● Set problem
Rewrite everything from the start of the rows down to the line containing "pixel 168 29", swapping "metal hook" for "iron hook" and leaving all else unchanged.
____ Data excerpts
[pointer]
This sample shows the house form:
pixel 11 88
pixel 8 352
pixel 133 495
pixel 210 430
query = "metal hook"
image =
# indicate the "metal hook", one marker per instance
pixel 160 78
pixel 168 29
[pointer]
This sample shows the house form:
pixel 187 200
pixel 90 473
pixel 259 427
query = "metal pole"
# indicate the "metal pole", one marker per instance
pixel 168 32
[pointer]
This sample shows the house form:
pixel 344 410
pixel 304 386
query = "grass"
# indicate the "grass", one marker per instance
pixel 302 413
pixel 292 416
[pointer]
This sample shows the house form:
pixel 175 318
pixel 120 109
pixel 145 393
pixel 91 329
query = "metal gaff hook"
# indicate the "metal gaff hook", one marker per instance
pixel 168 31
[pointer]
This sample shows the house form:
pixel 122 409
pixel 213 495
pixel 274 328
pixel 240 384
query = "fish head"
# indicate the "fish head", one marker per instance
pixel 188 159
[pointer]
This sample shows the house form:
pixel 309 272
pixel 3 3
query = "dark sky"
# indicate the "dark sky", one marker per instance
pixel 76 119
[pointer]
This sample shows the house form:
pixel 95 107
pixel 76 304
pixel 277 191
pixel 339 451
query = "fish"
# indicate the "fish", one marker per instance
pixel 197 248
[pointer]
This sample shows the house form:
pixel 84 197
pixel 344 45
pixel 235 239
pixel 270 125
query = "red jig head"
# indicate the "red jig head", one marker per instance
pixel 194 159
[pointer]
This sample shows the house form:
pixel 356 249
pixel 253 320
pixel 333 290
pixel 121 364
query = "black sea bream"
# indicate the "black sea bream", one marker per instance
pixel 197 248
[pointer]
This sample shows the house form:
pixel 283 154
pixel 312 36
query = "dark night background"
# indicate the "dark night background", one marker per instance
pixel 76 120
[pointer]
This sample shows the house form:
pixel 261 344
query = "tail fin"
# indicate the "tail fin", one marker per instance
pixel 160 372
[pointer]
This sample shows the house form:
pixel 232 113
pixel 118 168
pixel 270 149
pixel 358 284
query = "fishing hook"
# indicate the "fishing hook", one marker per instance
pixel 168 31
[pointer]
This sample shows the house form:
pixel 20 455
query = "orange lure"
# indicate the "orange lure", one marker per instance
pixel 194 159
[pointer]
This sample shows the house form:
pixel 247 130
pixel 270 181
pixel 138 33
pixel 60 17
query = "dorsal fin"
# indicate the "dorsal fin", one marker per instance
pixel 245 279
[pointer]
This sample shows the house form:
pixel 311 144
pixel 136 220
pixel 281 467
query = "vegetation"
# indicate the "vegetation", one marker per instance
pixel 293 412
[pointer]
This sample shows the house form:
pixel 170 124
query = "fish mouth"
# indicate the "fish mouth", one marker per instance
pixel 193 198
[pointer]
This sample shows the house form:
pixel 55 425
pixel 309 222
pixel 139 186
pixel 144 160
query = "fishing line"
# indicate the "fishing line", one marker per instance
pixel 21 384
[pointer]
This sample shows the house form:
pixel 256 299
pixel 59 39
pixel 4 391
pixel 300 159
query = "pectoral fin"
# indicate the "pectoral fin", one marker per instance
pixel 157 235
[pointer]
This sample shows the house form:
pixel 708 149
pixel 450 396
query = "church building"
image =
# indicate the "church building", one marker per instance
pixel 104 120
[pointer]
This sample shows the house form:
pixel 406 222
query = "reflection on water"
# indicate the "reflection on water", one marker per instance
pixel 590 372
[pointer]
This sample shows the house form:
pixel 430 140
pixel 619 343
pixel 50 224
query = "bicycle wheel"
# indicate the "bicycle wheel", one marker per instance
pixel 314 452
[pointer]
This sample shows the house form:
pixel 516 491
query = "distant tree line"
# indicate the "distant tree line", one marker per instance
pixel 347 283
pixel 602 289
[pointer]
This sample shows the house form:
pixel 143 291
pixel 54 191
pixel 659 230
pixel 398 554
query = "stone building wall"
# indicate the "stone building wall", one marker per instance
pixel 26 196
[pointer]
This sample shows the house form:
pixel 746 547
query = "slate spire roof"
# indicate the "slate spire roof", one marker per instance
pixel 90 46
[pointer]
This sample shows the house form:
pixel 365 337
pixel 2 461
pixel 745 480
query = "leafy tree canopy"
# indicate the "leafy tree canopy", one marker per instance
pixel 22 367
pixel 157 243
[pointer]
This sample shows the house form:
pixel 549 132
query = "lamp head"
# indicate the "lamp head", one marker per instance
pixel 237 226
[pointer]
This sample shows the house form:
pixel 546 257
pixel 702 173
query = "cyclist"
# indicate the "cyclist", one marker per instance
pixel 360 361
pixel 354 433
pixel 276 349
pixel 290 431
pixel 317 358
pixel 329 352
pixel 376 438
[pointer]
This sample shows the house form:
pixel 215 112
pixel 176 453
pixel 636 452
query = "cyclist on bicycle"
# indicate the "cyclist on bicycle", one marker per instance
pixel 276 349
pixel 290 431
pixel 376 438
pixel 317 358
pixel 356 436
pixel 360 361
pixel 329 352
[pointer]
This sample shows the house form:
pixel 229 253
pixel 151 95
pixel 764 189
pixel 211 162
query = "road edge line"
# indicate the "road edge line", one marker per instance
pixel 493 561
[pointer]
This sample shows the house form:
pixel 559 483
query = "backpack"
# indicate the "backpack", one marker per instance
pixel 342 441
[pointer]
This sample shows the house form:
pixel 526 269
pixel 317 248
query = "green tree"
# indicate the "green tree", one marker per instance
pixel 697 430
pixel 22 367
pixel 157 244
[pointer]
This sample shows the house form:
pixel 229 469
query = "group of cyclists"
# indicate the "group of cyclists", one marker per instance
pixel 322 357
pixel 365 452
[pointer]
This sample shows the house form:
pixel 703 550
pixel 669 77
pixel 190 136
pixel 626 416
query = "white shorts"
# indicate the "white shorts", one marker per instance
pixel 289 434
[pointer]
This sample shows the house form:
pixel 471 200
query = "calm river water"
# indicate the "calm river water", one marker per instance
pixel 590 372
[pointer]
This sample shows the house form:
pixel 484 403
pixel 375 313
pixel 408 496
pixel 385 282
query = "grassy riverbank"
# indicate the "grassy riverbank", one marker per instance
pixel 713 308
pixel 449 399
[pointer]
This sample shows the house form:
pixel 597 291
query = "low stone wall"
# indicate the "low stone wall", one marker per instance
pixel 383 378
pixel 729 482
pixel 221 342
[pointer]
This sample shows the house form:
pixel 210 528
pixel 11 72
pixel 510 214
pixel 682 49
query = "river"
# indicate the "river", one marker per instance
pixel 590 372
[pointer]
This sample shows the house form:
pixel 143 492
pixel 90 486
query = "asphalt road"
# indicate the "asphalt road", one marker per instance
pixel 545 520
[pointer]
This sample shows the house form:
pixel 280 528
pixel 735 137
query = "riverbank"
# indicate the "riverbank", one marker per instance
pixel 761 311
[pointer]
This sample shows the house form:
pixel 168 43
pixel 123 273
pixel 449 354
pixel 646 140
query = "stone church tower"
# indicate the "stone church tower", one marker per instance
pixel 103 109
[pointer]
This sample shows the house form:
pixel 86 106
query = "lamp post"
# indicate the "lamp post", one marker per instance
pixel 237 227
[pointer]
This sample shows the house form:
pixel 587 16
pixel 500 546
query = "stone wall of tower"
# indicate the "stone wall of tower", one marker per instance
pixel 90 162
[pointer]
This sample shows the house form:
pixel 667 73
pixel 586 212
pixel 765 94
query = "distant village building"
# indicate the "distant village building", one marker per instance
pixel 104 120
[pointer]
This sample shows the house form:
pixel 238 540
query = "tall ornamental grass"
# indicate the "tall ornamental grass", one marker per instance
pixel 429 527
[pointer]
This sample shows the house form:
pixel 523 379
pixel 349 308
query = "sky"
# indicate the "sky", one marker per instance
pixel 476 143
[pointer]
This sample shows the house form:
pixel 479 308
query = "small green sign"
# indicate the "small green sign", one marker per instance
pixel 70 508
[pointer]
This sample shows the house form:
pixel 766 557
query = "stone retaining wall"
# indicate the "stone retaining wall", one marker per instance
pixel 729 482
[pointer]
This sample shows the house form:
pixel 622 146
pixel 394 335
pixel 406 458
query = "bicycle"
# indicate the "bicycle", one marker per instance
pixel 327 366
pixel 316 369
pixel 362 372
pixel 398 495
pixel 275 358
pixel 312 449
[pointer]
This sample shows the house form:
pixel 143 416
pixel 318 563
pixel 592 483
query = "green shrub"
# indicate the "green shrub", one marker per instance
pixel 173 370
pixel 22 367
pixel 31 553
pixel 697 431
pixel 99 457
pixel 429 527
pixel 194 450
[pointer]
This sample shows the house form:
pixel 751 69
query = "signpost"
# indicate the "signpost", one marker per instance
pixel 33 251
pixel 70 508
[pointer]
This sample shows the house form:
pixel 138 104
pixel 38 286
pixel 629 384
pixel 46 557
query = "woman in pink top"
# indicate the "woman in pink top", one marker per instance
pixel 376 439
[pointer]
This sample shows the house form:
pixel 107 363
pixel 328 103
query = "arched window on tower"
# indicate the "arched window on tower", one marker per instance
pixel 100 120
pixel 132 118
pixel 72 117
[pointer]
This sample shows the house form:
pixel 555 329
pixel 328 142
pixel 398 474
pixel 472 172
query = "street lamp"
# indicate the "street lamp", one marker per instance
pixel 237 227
________
● Written response
[pointer]
This sample shows the house form:
pixel 11 88
pixel 8 352
pixel 133 495
pixel 210 430
query = "iron hook"
image =
# indicate the "iron hook", one marker per instance
pixel 160 78
pixel 168 29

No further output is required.